__THE PROBLEM__. Only the records, repeated exactly, should make up the response.

########################################

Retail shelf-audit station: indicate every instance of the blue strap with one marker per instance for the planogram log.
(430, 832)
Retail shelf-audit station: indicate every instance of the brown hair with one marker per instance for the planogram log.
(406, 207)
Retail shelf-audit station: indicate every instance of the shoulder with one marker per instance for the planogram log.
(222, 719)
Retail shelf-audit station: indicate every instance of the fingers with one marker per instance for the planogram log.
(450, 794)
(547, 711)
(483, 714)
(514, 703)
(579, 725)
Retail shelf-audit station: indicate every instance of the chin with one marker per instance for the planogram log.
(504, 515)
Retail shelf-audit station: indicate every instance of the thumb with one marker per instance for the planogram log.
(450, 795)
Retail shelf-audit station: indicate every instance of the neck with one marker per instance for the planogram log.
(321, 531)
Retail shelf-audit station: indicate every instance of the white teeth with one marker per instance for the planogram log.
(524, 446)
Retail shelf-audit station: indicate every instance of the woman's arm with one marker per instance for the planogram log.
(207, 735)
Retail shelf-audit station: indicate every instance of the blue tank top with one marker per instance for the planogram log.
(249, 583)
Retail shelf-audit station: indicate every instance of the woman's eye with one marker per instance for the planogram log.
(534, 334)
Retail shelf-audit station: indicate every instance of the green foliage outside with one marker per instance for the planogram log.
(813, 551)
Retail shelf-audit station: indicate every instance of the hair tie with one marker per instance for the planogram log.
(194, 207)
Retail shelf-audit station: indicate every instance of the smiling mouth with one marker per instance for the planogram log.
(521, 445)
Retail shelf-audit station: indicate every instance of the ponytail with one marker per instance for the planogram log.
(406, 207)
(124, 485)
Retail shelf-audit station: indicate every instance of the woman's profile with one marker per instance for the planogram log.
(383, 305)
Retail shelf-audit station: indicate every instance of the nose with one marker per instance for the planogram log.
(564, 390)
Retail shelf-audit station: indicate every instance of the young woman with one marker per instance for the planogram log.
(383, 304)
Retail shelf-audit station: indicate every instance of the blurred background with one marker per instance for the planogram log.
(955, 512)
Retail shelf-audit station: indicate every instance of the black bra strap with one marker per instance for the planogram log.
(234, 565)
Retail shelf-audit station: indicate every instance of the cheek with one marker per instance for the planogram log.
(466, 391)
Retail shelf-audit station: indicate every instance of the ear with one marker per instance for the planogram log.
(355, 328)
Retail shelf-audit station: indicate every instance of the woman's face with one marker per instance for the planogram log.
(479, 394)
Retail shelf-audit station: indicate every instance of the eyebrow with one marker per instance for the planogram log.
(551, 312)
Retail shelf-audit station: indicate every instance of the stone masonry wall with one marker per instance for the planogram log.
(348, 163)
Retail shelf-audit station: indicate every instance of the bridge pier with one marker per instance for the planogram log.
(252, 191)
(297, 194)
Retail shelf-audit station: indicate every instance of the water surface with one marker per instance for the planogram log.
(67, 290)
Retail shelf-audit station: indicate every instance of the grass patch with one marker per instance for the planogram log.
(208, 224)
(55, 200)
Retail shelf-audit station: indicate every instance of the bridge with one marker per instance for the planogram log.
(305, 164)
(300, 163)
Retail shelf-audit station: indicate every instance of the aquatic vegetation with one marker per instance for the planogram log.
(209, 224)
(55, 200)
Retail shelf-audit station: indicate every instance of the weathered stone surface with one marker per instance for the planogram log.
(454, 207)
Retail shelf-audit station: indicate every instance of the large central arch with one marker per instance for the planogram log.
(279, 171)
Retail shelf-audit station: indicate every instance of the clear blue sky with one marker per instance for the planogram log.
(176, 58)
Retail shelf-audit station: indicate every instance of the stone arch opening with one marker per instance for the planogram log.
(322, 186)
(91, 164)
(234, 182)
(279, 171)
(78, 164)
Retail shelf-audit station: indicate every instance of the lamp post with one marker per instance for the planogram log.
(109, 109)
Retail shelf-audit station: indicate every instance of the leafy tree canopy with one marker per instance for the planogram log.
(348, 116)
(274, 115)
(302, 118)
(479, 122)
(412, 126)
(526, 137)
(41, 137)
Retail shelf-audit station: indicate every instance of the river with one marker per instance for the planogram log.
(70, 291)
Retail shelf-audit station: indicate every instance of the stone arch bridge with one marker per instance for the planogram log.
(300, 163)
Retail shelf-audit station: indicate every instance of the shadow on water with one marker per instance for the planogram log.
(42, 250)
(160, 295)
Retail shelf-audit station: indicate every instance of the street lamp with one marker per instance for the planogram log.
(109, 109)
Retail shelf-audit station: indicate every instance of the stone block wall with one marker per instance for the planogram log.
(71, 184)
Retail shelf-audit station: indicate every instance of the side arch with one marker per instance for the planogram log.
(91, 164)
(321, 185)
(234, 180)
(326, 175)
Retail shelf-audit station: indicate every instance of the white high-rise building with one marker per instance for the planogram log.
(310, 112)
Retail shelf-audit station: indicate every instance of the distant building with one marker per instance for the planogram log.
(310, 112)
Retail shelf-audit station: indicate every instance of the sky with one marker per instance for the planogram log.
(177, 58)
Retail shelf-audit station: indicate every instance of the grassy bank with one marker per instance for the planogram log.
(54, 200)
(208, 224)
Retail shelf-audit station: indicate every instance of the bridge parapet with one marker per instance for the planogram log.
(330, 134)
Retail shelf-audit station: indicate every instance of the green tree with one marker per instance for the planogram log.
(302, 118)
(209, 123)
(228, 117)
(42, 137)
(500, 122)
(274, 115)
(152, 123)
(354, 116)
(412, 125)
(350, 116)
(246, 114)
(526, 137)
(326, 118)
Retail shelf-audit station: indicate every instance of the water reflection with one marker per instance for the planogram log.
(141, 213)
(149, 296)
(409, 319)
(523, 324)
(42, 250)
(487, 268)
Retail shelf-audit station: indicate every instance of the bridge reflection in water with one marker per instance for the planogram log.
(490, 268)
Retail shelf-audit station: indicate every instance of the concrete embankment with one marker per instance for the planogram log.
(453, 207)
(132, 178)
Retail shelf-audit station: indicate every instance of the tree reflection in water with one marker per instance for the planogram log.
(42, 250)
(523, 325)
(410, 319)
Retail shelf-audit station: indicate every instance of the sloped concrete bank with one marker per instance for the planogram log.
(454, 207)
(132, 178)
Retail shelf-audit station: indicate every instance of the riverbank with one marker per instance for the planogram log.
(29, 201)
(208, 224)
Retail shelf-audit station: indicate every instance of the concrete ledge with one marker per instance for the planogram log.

########################################

__EXERCISE RESPONSE__.
Retail shelf-audit station: indicate every instance of the blue strap with one marker per instance for the planogram log.
(430, 832)
Retail shelf-audit station: indicate every instance of the brown hair with one marker per instance for the planogram log.
(406, 207)
Retail shelf-audit station: indicate every instance of the shoulder with one marker per instance for the planogram log.
(222, 719)
Retail shelf-audit station: indicate every instance of the fingers with one marker per instance for the planogram log.
(450, 794)
(547, 711)
(483, 714)
(514, 703)
(579, 725)
Retail shelf-audit station: indicate every instance of the chin with one marker per instance for the planogram log.
(504, 515)
Retail shelf-audit station: indicate every instance of the thumb with one marker per instance for the planogram log.
(450, 795)
Retail shelf-audit station: indicate every instance of the neck with one marker per instance for the planogram log.
(321, 531)
Retail shelf-audit station: indicate every instance of the white teeth with one marker per instance for the planogram log.
(524, 446)
Retail shelf-audit station: indicate every instance of the woman's arm with one marker per instance for the planogram log.
(207, 735)
Retail shelf-audit station: indicate every instance of the blue tank top with one marker per instance for the planogram log.
(249, 583)
Retail shelf-audit station: indicate every instance of the woman's eye with one marker per instance for the planogram log.
(534, 334)
Retail shelf-audit station: indicate every instance of the green foliage outside with one marker per instance for the planogram log.
(813, 551)
Retail shelf-audit station: indicate every instance of the hair tie with one marker per instance for the planogram log.
(194, 207)
Retail shelf-audit station: indicate every instance of the smiling mouth with one marker per instance for the planogram log.
(521, 445)
Retail shelf-audit station: indicate every instance of the ponytail with one marker per instance for the planogram log.
(406, 207)
(124, 485)
Retail shelf-audit station: indicate every instance of the woman's profile with one marker per instance for the planogram log.
(383, 305)
Retail shelf-audit station: indicate every instance of the nose with one marker per instance for the planogram log.
(564, 390)
Retail shelf-audit station: indicate every instance of the young woman with one marker per instance for the planogram log.
(383, 304)
Retail shelf-audit station: indicate every instance of the blurred background with one marker per instance for the planogram log.
(955, 512)
Retail shelf-audit station: indicate every instance of the black bra strap with one marker per instance for the planogram log.
(234, 565)
Retail shelf-audit station: indicate every instance of the cheek with one marker per instance for the planogram log.
(466, 391)
Retail shelf-audit station: indicate every instance of the ear with one marker per instance for the planogram log.
(355, 328)
Retail shelf-audit station: indicate every instance of the woman's face with one marker per instance for the planogram log.
(479, 394)
Retail shelf-audit station: indicate every instance of the eyebrow with one marker per instance for the planogram log.
(551, 312)
Retail shelf-audit station: indicate every instance of the stone masonry wall with one marker per instance for the planogram log.
(348, 163)
Retail shelf-audit station: indicate every instance of the bridge pier with one marker per instance for the planogram log.
(252, 191)
(297, 194)
Retail shelf-audit station: indicate every instance of the water surface with one marker per instance for the planogram log.
(67, 290)
Retail shelf-audit station: indicate every instance of the grass patch with one marker per instance for the planogram log.
(208, 224)
(55, 200)
Retail shelf-audit station: indicate every instance of the bridge with one marker per instance for the planogram log.
(305, 164)
(300, 163)
Retail shelf-audit station: indicate every instance of the aquatic vegetation with one marker per instance for the planogram log.
(209, 224)
(55, 200)
Retail shelf-audit station: indicate every instance of the weathered stone surface with one marker per instance for the planogram log.
(454, 207)
Retail shelf-audit station: indicate every instance of the large central arch with one marker per instance for the planogram log.
(279, 171)
Retail shelf-audit station: indicate every instance of the clear blue sky with one marker per instance for the planogram log.
(176, 58)
Retail shelf-audit station: indicate every instance of the stone arch opening with one marker per instance for the planogram log.
(322, 186)
(91, 164)
(234, 182)
(279, 171)
(78, 164)
Retail shelf-audit station: indicate every instance of the lamp post with one marker per instance for the planogram log.
(109, 109)
Retail shelf-audit station: indicate every instance of the leafy tree canopy with one marker per instance for the planogram log.
(348, 116)
(274, 115)
(302, 118)
(479, 122)
(412, 126)
(526, 137)
(41, 137)
Retail shelf-audit station: indicate every instance of the river with one marker per instance for the planogram log.
(70, 291)
Retail shelf-audit station: indicate every instance of the stone arch bridge with one marker per instance for the planogram log.
(300, 163)
Retail shelf-audit station: indicate every instance of the shadow on water with one marker per instance for the planogram log.
(42, 250)
(160, 295)
Retail shelf-audit station: indicate every instance of the street lamp with one marker per instance for the planogram log.
(109, 109)
Retail shelf-audit station: indicate every instance of the stone block wall with one marker per instance for the planogram log.
(71, 184)
Retail shelf-audit station: indicate every instance of the side arch with one marker per instance for the planogram log.
(91, 164)
(321, 185)
(234, 180)
(326, 175)
Retail shelf-audit station: indicate every instance of the white high-rise building with one marker per instance for the planogram log.
(310, 112)
Retail shelf-audit station: indicate every instance of the distant building with one marker per instance for the planogram log.
(310, 112)
Retail shelf-audit station: indicate every instance of the sky with one marker per instance for the planogram log.
(177, 58)
Retail shelf-audit station: indicate every instance of the grassy bank with one marker per instance for the planogram log.
(54, 200)
(208, 224)
Retail shelf-audit station: indicate every instance of the bridge parapet with one marker per instance for the planogram log.
(330, 134)
Retail shelf-audit station: indicate every instance of the green tree with one marker per instance for the planogram log.
(302, 118)
(209, 123)
(228, 117)
(42, 137)
(500, 122)
(274, 115)
(152, 123)
(354, 116)
(412, 125)
(350, 116)
(246, 114)
(526, 137)
(326, 118)
Retail shelf-audit station: indicate every instance of the water reflection with one marker per instance for the planogram log.
(141, 213)
(149, 296)
(409, 319)
(523, 324)
(42, 250)
(487, 268)
Retail shelf-audit station: indicate every instance of the bridge reflection in water with one marker per instance for the planogram log.
(490, 268)
Retail shelf-audit station: indicate every instance of the concrete embankment with one marker per instance for the planogram log.
(453, 207)
(132, 178)
Retail shelf-audit station: indicate every instance of the tree reflection in water with one marker per instance for the planogram log.
(42, 250)
(523, 325)
(410, 319)
Retail shelf-audit station: indicate every instance of the sloped concrete bank with one marker per instance for the planogram log.
(454, 207)
(132, 178)
Retail shelf-audit station: indicate every instance of the riverbank with one marker per instance for the planogram log.
(29, 201)
(208, 224)
Retail shelf-audit station: indicate every instance of the concrete ledge with one marker per instance for the planogram log.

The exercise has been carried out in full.